Work instructions: Output nothing but the lines from the first line of the entries to the line with "Pick out every instance of the plant", inclusive, exactly as they read.

[Natural language region descriptions]
== Segment start ==

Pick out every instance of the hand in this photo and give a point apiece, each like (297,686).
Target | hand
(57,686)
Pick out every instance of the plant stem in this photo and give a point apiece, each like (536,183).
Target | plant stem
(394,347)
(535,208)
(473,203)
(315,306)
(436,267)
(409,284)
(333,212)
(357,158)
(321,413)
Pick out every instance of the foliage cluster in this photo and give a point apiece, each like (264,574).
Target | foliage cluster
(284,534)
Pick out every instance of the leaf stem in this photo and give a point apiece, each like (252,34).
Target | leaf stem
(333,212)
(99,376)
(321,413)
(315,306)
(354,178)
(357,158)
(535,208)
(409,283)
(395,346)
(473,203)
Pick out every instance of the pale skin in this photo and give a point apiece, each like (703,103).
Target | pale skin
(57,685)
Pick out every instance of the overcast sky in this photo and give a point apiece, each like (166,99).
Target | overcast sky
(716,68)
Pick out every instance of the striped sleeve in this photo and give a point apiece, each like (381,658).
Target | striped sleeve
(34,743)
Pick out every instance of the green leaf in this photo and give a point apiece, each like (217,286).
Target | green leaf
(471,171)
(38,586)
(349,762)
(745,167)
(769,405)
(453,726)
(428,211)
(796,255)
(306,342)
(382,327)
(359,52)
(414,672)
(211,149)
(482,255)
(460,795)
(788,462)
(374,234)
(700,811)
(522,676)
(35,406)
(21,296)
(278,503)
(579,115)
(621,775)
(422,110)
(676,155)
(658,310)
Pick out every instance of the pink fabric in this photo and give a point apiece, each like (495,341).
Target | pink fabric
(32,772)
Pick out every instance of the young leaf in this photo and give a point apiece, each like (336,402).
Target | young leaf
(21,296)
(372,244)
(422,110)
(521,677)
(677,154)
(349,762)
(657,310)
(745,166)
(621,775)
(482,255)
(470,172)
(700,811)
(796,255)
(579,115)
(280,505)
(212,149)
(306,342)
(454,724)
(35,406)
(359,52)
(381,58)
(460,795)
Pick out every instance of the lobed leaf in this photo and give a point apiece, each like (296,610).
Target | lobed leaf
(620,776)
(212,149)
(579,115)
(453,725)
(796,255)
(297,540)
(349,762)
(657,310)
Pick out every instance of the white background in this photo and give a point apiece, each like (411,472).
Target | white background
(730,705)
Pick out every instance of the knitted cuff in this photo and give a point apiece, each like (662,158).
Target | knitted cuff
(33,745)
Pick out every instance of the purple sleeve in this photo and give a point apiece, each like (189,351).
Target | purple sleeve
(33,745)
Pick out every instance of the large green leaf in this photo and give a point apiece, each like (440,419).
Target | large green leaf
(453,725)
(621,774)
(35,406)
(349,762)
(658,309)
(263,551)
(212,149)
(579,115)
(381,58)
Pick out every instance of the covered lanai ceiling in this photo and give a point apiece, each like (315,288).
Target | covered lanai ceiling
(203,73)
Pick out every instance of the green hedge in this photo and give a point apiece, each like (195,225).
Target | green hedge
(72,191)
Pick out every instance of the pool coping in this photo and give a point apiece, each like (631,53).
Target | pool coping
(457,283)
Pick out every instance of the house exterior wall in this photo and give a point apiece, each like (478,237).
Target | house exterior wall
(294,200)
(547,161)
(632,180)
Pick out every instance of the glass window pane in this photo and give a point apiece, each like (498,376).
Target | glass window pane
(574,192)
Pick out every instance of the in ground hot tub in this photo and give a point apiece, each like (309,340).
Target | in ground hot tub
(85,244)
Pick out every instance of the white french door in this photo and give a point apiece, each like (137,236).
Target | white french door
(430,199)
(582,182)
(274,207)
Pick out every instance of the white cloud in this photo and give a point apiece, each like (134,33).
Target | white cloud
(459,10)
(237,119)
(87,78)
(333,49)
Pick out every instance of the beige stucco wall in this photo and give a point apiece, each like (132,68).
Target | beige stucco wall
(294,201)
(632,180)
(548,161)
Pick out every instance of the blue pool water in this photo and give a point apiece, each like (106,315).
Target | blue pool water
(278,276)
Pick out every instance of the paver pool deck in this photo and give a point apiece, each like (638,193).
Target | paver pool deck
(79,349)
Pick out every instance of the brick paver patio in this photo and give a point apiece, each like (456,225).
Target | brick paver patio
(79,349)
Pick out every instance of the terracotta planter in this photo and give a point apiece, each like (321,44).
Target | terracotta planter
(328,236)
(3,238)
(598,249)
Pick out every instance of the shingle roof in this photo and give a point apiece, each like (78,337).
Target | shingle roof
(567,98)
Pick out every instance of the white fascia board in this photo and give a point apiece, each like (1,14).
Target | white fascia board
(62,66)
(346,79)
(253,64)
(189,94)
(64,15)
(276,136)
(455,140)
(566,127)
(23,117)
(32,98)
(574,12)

== Segment end ==

Reply to the task:
Pick out every instance of the hand in this photo and give a point apiece, each like (297,686).
Target | hand
(57,686)
Pick out every instance of the plant stem in this photo and give a point apiece, each like (536,183).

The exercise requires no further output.